#### MATERIAL SUPPLIED

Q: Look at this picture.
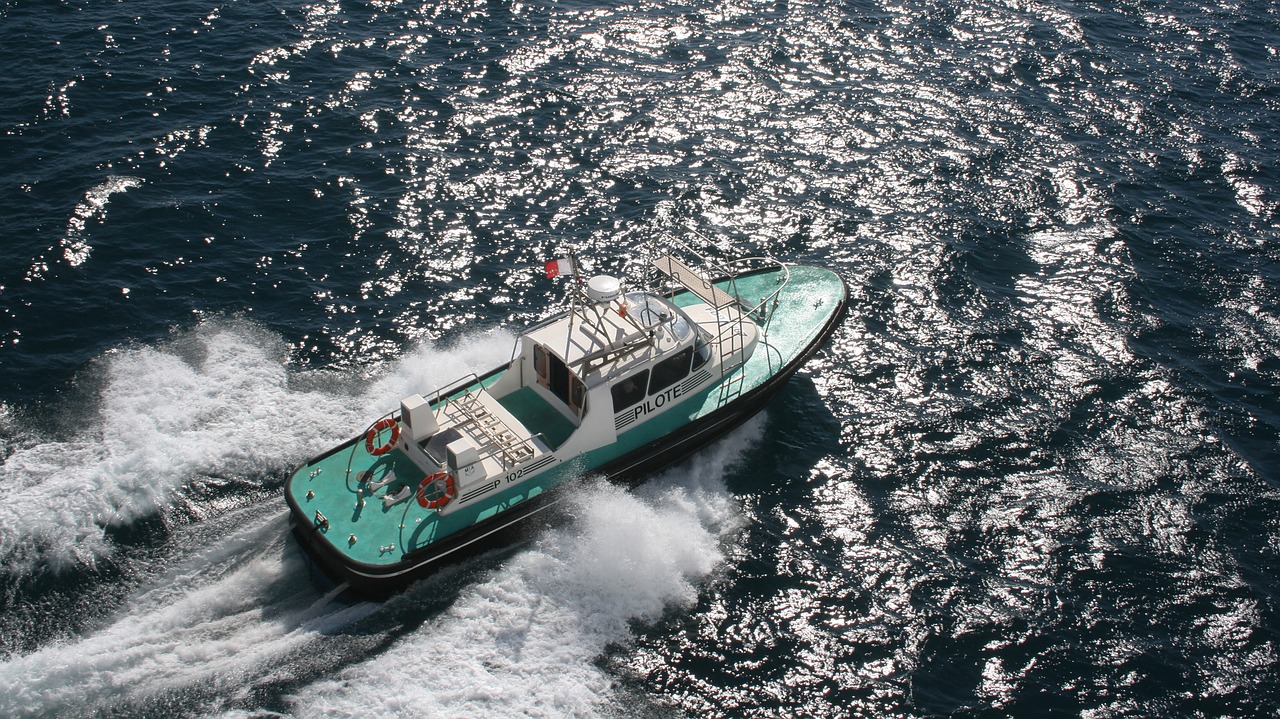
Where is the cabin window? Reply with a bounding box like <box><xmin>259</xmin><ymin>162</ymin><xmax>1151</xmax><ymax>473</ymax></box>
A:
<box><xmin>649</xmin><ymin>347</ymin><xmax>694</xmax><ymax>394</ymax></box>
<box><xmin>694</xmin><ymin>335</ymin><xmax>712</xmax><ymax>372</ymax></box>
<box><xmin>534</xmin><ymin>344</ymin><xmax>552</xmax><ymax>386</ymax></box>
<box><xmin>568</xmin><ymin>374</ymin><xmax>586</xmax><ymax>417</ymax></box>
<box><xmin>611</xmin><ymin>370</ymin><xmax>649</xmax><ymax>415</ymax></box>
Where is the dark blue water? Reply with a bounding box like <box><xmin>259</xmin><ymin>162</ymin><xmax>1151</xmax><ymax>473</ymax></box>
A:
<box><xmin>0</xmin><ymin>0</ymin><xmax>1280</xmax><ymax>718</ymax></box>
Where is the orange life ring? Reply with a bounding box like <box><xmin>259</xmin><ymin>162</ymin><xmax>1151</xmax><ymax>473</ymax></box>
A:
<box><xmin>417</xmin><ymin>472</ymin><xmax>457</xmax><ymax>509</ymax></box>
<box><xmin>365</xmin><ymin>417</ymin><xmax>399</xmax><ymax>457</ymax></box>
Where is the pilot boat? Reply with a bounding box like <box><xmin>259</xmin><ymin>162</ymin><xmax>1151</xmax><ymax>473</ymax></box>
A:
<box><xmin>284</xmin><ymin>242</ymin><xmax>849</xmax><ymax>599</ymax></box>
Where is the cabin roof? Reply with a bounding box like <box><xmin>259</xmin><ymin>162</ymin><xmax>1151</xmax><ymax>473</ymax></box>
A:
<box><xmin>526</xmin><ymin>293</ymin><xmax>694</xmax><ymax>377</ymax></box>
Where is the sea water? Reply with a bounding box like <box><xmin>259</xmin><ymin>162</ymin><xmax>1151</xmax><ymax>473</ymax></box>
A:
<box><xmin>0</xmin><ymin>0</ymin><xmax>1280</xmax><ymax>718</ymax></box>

########

Give the rows as a two-column CSV with the headers input and output, starting at the line that has "Where is the cabin roof?" and stopping after the last row. Write one CSV line per entry and its answer, with each field in double quotes and any line breaks changed to spaces.

input,output
"Where is the cabin roof? Reply with a bounding box like <box><xmin>259</xmin><ymin>162</ymin><xmax>1151</xmax><ymax>473</ymax></box> A:","<box><xmin>526</xmin><ymin>293</ymin><xmax>694</xmax><ymax>377</ymax></box>"
"Where is the sea water? Reply with a bounding box like <box><xmin>259</xmin><ymin>162</ymin><xmax>1151</xmax><ymax>473</ymax></box> A:","<box><xmin>0</xmin><ymin>0</ymin><xmax>1280</xmax><ymax>718</ymax></box>"